▸ Task instructions
Pull out each line in the rows below that contains the word "side", and copy every such line in full.

▸ Data listing
******
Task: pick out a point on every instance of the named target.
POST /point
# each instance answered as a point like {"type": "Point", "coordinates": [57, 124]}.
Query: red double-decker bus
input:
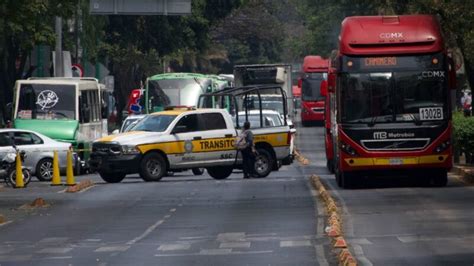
{"type": "Point", "coordinates": [315, 71]}
{"type": "Point", "coordinates": [392, 100]}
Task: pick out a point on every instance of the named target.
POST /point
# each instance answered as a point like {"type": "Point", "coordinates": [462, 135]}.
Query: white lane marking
{"type": "Point", "coordinates": [57, 258]}
{"type": "Point", "coordinates": [54, 250]}
{"type": "Point", "coordinates": [235, 245]}
{"type": "Point", "coordinates": [50, 240]}
{"type": "Point", "coordinates": [360, 241]}
{"type": "Point", "coordinates": [173, 247]}
{"type": "Point", "coordinates": [92, 240]}
{"type": "Point", "coordinates": [321, 257]}
{"type": "Point", "coordinates": [146, 233]}
{"type": "Point", "coordinates": [14, 258]}
{"type": "Point", "coordinates": [231, 237]}
{"type": "Point", "coordinates": [297, 243]}
{"type": "Point", "coordinates": [206, 254]}
{"type": "Point", "coordinates": [112, 249]}
{"type": "Point", "coordinates": [195, 237]}
{"type": "Point", "coordinates": [5, 223]}
{"type": "Point", "coordinates": [412, 239]}
{"type": "Point", "coordinates": [215, 251]}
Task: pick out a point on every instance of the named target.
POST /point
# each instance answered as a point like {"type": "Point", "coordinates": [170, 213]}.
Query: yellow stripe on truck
{"type": "Point", "coordinates": [202, 145]}
{"type": "Point", "coordinates": [276, 139]}
{"type": "Point", "coordinates": [428, 159]}
{"type": "Point", "coordinates": [210, 145]}
{"type": "Point", "coordinates": [112, 137]}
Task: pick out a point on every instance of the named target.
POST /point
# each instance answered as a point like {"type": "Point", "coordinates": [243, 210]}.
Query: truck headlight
{"type": "Point", "coordinates": [130, 149]}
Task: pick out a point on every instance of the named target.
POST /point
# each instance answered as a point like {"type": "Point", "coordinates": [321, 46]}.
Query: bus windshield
{"type": "Point", "coordinates": [394, 96]}
{"type": "Point", "coordinates": [46, 102]}
{"type": "Point", "coordinates": [154, 123]}
{"type": "Point", "coordinates": [310, 87]}
{"type": "Point", "coordinates": [176, 92]}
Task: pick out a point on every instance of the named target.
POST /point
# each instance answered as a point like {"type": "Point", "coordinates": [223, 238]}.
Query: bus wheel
{"type": "Point", "coordinates": [337, 174]}
{"type": "Point", "coordinates": [347, 179]}
{"type": "Point", "coordinates": [152, 167]}
{"type": "Point", "coordinates": [263, 163]}
{"type": "Point", "coordinates": [112, 177]}
{"type": "Point", "coordinates": [330, 166]}
{"type": "Point", "coordinates": [219, 172]}
{"type": "Point", "coordinates": [198, 171]}
{"type": "Point", "coordinates": [440, 178]}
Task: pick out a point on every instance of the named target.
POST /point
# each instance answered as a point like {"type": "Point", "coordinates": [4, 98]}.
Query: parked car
{"type": "Point", "coordinates": [39, 151]}
{"type": "Point", "coordinates": [128, 122]}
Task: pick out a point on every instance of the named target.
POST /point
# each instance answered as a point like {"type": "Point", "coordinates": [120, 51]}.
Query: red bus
{"type": "Point", "coordinates": [315, 70]}
{"type": "Point", "coordinates": [392, 100]}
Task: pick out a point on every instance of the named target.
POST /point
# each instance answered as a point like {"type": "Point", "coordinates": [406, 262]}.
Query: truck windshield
{"type": "Point", "coordinates": [176, 92]}
{"type": "Point", "coordinates": [46, 101]}
{"type": "Point", "coordinates": [155, 123]}
{"type": "Point", "coordinates": [395, 96]}
{"type": "Point", "coordinates": [310, 87]}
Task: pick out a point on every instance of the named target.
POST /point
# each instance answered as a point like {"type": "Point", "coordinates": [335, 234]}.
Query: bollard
{"type": "Point", "coordinates": [19, 173]}
{"type": "Point", "coordinates": [69, 170]}
{"type": "Point", "coordinates": [56, 181]}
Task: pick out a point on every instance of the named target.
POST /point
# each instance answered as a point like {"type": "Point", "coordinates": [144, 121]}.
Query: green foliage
{"type": "Point", "coordinates": [463, 133]}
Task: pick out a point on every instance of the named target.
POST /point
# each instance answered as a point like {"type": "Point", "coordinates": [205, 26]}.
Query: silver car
{"type": "Point", "coordinates": [39, 151]}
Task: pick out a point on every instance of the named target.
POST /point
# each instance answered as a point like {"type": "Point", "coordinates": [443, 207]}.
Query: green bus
{"type": "Point", "coordinates": [72, 110]}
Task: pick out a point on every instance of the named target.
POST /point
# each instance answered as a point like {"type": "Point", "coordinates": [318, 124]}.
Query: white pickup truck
{"type": "Point", "coordinates": [186, 139]}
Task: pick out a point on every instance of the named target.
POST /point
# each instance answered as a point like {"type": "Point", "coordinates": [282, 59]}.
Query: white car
{"type": "Point", "coordinates": [39, 151]}
{"type": "Point", "coordinates": [129, 122]}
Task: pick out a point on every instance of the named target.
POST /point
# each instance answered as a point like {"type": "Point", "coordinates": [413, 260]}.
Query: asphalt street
{"type": "Point", "coordinates": [181, 220]}
{"type": "Point", "coordinates": [400, 221]}
{"type": "Point", "coordinates": [278, 220]}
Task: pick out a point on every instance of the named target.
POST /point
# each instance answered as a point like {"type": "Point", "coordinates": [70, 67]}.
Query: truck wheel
{"type": "Point", "coordinates": [263, 163]}
{"type": "Point", "coordinates": [198, 171]}
{"type": "Point", "coordinates": [152, 167]}
{"type": "Point", "coordinates": [219, 172]}
{"type": "Point", "coordinates": [112, 177]}
{"type": "Point", "coordinates": [44, 169]}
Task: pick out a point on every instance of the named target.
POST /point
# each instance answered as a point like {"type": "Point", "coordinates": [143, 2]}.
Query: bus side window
{"type": "Point", "coordinates": [84, 110]}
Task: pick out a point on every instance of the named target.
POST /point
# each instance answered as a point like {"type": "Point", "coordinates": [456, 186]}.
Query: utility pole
{"type": "Point", "coordinates": [58, 66]}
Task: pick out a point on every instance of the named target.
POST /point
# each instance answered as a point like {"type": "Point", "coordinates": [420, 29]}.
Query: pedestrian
{"type": "Point", "coordinates": [245, 144]}
{"type": "Point", "coordinates": [466, 103]}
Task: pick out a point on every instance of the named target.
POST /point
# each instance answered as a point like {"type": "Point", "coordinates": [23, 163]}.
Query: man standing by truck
{"type": "Point", "coordinates": [246, 146]}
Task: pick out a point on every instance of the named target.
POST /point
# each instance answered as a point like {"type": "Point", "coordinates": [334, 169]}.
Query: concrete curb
{"type": "Point", "coordinates": [80, 186]}
{"type": "Point", "coordinates": [333, 224]}
{"type": "Point", "coordinates": [465, 172]}
{"type": "Point", "coordinates": [300, 158]}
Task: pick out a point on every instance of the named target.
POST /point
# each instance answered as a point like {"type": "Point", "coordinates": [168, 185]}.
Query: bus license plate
{"type": "Point", "coordinates": [431, 113]}
{"type": "Point", "coordinates": [395, 161]}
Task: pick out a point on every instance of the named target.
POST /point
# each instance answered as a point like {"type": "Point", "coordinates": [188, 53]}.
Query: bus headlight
{"type": "Point", "coordinates": [443, 146]}
{"type": "Point", "coordinates": [348, 149]}
{"type": "Point", "coordinates": [130, 149]}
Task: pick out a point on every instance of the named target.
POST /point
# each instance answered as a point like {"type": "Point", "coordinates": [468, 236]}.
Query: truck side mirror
{"type": "Point", "coordinates": [323, 88]}
{"type": "Point", "coordinates": [179, 129]}
{"type": "Point", "coordinates": [9, 111]}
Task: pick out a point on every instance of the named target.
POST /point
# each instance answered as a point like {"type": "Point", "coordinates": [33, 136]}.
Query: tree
{"type": "Point", "coordinates": [24, 24]}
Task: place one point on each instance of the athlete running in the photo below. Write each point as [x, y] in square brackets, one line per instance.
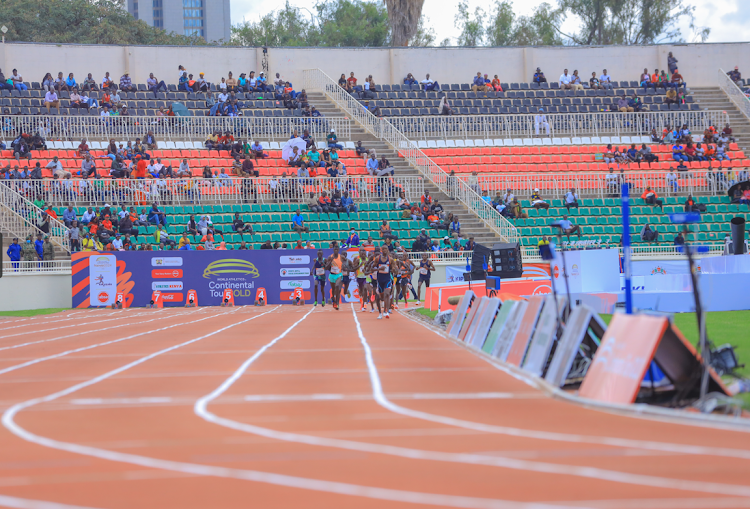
******
▸ Output for this task
Query: bus side window
Query: truck side mirror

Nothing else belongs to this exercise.